# [Task instructions]
List each line in the material below that contains the string "trunk". Uppercase and lowercase letters count as different.

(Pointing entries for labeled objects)
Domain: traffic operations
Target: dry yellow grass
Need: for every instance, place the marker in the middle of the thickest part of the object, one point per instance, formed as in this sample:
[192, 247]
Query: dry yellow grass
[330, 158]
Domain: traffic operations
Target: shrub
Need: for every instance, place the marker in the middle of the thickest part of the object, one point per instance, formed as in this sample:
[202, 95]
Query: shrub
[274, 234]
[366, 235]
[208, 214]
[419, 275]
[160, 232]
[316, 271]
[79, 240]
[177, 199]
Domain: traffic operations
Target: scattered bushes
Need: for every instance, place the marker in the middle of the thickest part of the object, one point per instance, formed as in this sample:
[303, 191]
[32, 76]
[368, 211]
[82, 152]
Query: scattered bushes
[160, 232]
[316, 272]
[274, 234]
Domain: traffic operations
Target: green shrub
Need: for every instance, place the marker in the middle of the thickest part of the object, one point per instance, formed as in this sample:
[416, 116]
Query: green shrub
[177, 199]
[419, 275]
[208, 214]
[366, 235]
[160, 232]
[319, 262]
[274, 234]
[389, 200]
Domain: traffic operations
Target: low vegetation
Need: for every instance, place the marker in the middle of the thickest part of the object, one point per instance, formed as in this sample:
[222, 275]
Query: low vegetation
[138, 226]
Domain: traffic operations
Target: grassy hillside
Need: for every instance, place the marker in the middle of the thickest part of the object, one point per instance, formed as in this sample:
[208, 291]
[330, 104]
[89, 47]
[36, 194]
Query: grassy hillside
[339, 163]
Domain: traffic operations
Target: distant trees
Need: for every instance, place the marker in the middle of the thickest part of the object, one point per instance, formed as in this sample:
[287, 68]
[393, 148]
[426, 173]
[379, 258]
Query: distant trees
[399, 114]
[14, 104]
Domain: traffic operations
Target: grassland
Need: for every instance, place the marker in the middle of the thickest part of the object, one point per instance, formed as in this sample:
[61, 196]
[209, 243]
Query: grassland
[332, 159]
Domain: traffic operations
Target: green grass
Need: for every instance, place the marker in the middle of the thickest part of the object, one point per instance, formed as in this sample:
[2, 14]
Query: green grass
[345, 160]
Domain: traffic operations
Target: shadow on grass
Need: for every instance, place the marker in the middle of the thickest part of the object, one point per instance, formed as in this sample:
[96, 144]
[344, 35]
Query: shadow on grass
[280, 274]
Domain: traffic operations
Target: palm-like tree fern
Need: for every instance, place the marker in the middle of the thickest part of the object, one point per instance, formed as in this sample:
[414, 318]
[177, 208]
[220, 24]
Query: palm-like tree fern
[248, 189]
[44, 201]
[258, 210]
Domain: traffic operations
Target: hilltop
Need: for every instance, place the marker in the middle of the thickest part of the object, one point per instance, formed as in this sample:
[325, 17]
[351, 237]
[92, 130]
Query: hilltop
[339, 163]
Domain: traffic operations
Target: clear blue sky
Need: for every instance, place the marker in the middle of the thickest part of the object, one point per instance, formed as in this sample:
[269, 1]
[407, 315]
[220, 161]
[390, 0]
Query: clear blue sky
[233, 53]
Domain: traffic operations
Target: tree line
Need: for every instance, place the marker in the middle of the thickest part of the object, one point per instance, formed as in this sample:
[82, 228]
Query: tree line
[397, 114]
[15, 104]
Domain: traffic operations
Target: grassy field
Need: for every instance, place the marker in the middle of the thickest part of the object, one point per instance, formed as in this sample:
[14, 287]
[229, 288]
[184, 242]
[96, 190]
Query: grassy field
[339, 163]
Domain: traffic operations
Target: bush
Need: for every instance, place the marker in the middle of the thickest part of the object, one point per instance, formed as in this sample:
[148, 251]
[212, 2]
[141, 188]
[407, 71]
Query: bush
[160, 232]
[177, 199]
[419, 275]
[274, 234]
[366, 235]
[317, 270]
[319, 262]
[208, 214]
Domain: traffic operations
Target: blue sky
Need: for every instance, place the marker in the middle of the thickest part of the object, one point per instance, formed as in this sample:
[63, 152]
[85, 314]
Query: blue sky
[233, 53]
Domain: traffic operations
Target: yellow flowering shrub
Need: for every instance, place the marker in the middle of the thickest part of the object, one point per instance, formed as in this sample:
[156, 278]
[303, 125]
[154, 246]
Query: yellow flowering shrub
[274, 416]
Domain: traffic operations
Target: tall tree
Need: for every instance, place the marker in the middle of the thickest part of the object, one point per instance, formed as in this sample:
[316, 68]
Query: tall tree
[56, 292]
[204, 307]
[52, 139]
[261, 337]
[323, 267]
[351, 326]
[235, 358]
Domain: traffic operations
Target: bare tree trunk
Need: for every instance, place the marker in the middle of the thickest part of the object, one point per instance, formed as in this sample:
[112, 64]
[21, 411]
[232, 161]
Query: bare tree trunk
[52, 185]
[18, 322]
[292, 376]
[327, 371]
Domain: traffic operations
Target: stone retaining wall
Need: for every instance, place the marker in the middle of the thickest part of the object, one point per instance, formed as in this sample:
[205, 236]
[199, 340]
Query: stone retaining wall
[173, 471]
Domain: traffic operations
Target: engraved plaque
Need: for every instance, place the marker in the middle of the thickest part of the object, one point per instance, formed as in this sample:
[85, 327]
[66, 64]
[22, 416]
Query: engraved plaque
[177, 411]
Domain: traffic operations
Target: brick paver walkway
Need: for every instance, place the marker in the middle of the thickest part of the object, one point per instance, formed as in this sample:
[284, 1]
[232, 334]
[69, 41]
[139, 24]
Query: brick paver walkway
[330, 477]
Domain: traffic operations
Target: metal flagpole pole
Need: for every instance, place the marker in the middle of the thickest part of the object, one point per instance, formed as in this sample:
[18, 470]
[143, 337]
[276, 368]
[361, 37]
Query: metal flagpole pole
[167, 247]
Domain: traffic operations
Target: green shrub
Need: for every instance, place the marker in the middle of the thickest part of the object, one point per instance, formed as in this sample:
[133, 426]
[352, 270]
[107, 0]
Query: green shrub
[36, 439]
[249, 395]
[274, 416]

==

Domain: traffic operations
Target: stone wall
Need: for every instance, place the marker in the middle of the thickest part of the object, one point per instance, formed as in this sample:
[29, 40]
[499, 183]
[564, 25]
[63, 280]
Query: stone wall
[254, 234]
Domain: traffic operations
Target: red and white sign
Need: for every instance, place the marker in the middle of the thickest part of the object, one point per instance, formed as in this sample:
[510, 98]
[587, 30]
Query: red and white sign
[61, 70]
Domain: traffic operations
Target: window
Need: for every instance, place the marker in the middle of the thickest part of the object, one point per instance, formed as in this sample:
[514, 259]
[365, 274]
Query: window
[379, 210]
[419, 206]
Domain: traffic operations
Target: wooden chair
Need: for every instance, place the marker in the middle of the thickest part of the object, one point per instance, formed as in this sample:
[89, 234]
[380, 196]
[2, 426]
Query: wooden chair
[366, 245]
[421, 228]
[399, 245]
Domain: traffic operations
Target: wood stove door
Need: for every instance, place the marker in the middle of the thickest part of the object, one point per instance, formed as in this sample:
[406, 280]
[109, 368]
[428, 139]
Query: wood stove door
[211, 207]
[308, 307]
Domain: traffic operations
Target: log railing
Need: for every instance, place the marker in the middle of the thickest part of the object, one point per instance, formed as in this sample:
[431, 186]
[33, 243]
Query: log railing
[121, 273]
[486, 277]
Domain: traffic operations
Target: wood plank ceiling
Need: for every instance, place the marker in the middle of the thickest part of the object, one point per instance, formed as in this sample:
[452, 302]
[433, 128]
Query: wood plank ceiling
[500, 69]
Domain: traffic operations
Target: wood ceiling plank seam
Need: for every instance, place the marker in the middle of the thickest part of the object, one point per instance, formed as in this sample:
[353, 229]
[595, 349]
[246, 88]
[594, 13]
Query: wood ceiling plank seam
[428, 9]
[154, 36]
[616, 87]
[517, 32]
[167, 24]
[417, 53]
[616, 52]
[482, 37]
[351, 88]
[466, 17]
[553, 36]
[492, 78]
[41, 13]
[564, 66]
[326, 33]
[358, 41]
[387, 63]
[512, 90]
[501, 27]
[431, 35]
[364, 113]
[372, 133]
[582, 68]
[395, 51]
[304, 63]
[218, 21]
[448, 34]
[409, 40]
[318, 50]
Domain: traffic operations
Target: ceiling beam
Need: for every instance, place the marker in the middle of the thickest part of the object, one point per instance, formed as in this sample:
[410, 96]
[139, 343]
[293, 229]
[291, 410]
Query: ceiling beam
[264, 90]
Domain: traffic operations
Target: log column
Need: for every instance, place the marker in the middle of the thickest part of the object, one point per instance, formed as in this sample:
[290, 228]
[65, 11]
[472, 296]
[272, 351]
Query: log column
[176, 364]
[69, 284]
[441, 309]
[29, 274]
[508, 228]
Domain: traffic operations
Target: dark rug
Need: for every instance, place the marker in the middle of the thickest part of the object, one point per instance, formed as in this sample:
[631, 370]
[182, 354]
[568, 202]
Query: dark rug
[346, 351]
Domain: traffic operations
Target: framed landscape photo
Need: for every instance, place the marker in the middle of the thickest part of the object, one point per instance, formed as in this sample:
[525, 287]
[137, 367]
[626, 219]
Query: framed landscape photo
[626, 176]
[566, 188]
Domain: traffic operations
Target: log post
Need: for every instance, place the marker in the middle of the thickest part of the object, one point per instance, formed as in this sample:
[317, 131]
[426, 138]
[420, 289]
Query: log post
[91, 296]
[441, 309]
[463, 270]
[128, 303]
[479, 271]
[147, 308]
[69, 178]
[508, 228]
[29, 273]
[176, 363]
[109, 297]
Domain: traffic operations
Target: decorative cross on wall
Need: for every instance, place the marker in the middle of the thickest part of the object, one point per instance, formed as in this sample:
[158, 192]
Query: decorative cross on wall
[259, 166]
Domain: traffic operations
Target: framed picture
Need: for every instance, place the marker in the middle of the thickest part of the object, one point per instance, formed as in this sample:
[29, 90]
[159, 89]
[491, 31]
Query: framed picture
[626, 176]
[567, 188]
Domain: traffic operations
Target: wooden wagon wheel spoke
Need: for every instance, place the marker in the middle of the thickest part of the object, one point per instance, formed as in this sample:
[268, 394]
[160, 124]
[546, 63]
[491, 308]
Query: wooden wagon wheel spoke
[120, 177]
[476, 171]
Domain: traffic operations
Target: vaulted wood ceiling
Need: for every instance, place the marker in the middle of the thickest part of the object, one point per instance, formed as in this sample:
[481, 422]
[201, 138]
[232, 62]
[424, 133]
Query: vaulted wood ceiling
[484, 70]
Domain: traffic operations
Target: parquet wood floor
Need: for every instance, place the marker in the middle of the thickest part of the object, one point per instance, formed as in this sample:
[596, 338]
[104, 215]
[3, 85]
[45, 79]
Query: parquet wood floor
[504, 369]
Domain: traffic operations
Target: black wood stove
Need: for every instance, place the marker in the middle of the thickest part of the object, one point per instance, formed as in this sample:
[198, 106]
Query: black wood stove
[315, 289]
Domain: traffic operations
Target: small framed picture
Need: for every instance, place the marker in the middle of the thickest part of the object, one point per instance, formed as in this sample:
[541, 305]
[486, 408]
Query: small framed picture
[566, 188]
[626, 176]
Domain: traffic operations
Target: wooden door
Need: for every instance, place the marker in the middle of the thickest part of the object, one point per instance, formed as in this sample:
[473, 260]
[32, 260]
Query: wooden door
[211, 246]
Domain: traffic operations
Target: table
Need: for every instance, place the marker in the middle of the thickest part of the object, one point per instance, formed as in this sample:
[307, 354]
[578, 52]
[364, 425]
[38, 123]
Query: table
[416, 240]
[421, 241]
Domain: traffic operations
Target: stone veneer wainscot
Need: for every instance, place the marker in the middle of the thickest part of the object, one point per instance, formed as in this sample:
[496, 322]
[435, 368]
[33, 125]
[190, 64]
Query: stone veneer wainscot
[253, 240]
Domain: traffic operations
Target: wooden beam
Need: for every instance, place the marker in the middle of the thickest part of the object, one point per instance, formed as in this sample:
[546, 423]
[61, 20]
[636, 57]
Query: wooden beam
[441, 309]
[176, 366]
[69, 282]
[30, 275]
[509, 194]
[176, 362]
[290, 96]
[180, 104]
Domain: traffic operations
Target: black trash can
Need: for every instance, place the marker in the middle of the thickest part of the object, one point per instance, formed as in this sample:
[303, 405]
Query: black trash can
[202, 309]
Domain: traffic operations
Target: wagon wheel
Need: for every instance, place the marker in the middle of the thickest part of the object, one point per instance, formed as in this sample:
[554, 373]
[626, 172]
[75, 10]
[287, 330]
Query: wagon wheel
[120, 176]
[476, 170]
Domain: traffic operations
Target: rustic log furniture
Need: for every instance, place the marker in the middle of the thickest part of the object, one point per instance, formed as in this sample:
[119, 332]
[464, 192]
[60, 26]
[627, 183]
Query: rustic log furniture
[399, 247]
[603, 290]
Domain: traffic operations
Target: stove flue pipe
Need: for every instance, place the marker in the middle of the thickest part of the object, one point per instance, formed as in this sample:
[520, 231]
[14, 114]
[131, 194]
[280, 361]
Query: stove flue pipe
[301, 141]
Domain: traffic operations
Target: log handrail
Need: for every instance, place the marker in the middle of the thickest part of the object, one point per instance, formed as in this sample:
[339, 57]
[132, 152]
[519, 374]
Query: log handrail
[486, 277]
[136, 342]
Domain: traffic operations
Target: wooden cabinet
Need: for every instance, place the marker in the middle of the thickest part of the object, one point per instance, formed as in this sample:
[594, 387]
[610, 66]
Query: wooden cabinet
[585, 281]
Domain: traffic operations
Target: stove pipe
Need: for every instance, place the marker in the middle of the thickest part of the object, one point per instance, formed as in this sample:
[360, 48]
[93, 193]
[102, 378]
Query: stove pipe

--

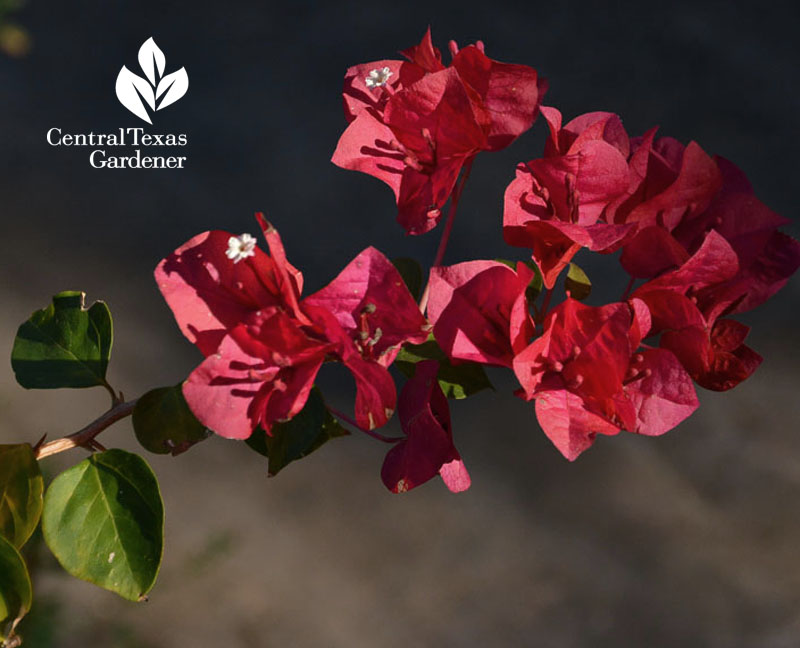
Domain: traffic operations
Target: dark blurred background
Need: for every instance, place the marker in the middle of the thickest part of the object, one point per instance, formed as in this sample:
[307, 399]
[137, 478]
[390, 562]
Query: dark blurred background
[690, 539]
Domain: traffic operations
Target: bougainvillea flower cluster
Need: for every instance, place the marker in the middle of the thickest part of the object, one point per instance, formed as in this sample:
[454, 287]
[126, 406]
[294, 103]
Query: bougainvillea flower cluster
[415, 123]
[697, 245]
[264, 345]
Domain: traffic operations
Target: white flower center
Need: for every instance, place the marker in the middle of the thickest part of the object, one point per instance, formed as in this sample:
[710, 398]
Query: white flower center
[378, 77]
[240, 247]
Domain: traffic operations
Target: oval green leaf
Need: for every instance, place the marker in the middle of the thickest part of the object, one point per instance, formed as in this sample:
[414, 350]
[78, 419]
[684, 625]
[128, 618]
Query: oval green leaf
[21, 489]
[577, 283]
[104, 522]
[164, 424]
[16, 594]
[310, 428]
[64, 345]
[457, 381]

# [Problem solution]
Target: bare tree trunk
Query: bare tree trunk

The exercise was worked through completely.